Data supplied
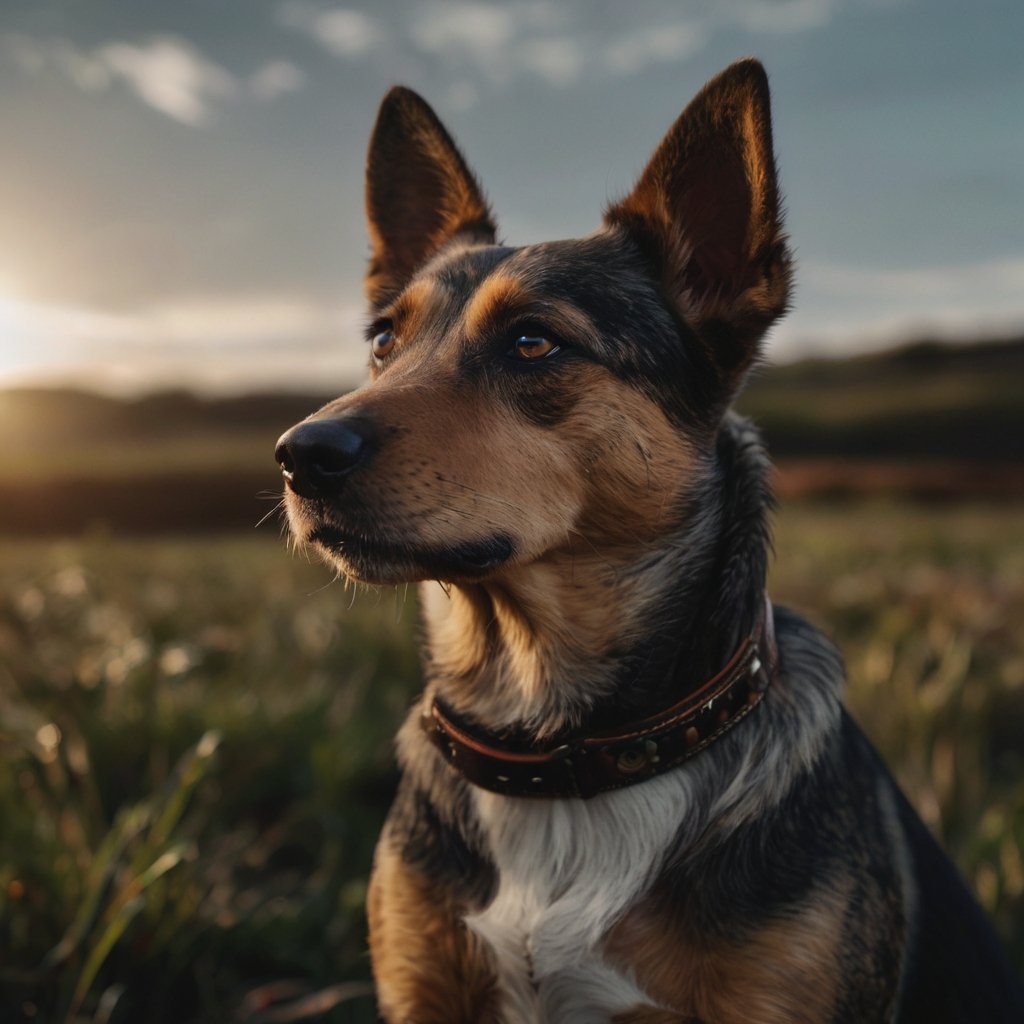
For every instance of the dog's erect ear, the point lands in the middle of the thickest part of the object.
(707, 212)
(420, 194)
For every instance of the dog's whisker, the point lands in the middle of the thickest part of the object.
(275, 509)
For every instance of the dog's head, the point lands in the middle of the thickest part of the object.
(523, 400)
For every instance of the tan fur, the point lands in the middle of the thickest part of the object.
(499, 296)
(646, 1015)
(722, 262)
(412, 155)
(569, 599)
(785, 973)
(429, 967)
(414, 308)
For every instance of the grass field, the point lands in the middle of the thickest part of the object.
(195, 752)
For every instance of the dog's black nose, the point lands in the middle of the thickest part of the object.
(317, 455)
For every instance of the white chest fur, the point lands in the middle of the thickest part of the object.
(567, 870)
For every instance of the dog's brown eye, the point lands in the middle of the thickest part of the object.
(382, 344)
(534, 348)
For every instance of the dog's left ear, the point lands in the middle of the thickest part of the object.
(420, 194)
(706, 211)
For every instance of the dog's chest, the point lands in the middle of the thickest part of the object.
(567, 870)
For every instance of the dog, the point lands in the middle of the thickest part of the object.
(629, 791)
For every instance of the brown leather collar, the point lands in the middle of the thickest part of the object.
(589, 765)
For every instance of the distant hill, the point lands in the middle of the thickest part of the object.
(930, 418)
(929, 400)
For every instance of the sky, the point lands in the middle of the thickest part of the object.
(181, 180)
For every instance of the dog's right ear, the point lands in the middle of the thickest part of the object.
(707, 212)
(420, 194)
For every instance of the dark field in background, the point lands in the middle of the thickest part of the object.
(927, 421)
(195, 731)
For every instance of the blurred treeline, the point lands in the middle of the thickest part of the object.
(195, 727)
(928, 420)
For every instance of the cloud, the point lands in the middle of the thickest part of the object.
(781, 16)
(203, 342)
(637, 50)
(502, 42)
(171, 76)
(275, 79)
(167, 73)
(857, 308)
(342, 32)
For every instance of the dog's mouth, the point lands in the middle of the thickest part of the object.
(379, 560)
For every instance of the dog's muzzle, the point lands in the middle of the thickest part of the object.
(316, 456)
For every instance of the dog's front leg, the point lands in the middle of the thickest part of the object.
(429, 967)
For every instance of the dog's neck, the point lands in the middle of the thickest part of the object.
(585, 639)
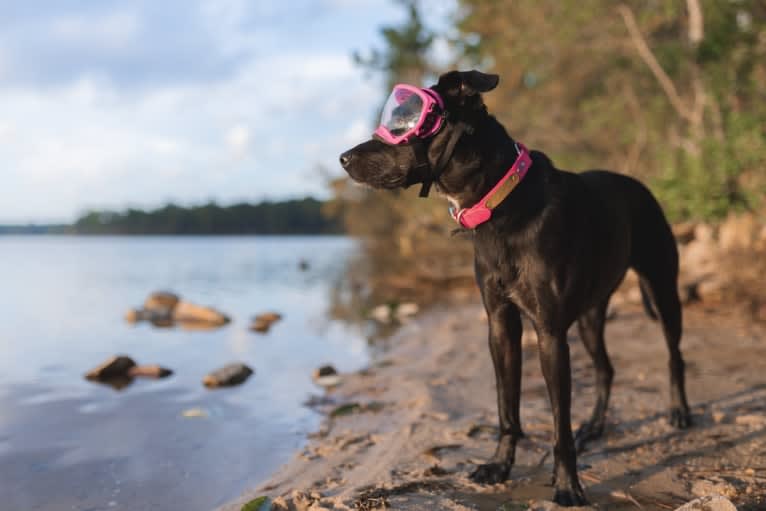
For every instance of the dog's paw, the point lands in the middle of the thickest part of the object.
(491, 473)
(586, 433)
(573, 496)
(680, 418)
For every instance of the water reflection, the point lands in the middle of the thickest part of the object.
(66, 443)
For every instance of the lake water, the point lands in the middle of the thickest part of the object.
(66, 443)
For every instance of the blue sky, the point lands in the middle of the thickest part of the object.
(111, 103)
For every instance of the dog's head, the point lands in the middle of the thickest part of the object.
(384, 165)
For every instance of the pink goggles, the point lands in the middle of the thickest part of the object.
(410, 112)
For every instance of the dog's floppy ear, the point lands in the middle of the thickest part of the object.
(467, 83)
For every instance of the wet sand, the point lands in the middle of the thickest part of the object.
(427, 417)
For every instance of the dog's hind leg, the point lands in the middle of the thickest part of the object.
(554, 359)
(591, 327)
(664, 295)
(505, 346)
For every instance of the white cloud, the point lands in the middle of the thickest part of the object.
(238, 140)
(146, 105)
(114, 30)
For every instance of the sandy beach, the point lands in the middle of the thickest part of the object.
(406, 432)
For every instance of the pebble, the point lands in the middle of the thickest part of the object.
(230, 374)
(712, 503)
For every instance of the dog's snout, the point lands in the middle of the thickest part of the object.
(345, 159)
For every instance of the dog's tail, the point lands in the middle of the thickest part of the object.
(647, 301)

Activity
All of the data is to be transcribed exactly, with images omitted.

Expected output
For every instance of the dog's erect ear, the point lands in the middle of the thickest part of the object.
(707, 212)
(420, 194)
For every instance of the dog's whisker, the point lands in the middle of the thickest part of the object.
(275, 509)
For every instance of the dog's head, the point lands in the middle of the thickest part of the object.
(523, 400)
For every instance of the tan fur, the point lands in the middle of the thickest part of the object.
(499, 296)
(646, 1015)
(722, 262)
(412, 155)
(569, 599)
(785, 973)
(429, 967)
(414, 308)
For every instance of the grass field, the point lands in the middle of the thickest part of the object.
(195, 752)
For every instance of the dog's black nose, the point lands in the middle of the thickest part of the object.
(317, 455)
For every instance of the white chest fur, the point lands in the middle of the thickest part of the object.
(567, 870)
For every instance of the dog's brown eye, the point lands in the middle of the thickest part of the object.
(382, 344)
(534, 348)
For every instance of the dog's left ear, the point lands in the middle of the thickest part of the object.
(420, 194)
(706, 211)
For every instance of the dog's chest, the point lands in the middle of the thickest part of the object.
(567, 870)
For every instance of the dog, the point lands in the middle of the thickest part of the object.
(629, 791)
For every instance of the brown leather collar, the point lands in the middle of the thickest part of the object.
(589, 765)
For every instance of the distant hill, the point lands in the middle of the thickest part of the object.
(930, 418)
(929, 400)
For every instance of the sky, the point lands in the middle of the thickest part of the object.
(181, 180)
For every instance of the dog's right ear, the point lands in the middle of the thickest part of the object.
(707, 212)
(420, 194)
For every instance of the dark field in background, the point lands in the middle of the thickest part of the object.
(927, 421)
(195, 731)
For every instance of the blurred treeline, the point lands in the middle of the thickest part of the object.
(195, 727)
(928, 420)
For every instance of the cloud, the point lands in the middle of the thickest part of the object.
(781, 16)
(203, 342)
(637, 50)
(502, 42)
(171, 76)
(275, 79)
(167, 73)
(857, 308)
(342, 32)
For every instance of the dog's mouth, the point lands in the middle of the thickest part of the object.
(379, 560)
For every instance of the dog's muzzle, the point lands in the middle of the thickest part of the object.
(316, 456)
For every instance of the dog's front leg, the point lands in the middle of the thickest part of the object.
(429, 967)
For every instance of the dog's neck, the point lands in the middle of the thickest part of the object.
(585, 639)
For every instance of the dog's paw, the point lands in the middle of the thickest part of the object.
(491, 473)
(586, 433)
(573, 496)
(680, 418)
For every instance of the water reflection, the point lands in the middle of the thickest part of the object.
(66, 443)
For every instance of the lake water, the point lands in the middle of the thickest part of the object.
(66, 443)
For every instance of the blue sky, the point lands in the middle of the thickest part of the object.
(111, 103)
For every instance of the dog's head, the point lands in the middle of the thickest part of the object.
(384, 165)
For every instance of the pink goggles, the point lands in the middle of the thickest part of the object.
(410, 112)
For every instance of the dog's floppy ear, the point lands in the middle of the thickest part of the object.
(467, 83)
For every instance of the wet sand, the point lands in the middle of the thickest part of the object.
(427, 417)
For every instance of the dog's hind leg, the point lands in the middle of the thickest part of the object.
(554, 359)
(591, 327)
(664, 295)
(505, 346)
For every instance of the white cloud, the point lands in the middle of the thickest part of the object.
(238, 140)
(146, 105)
(114, 30)
For every instance of the sandy beach, the point lands in the middle of the thickest part of the object.
(406, 432)
For every instance of the pebble, the point lands in the middle of the thickest part of the object.
(230, 374)
(712, 503)
For every instance of the dog's snout, the point lands in the middle of the thickest part of the object.
(345, 159)
For every instance of the dog's tail, the point lands in the middle of the thickest part of the object.
(647, 301)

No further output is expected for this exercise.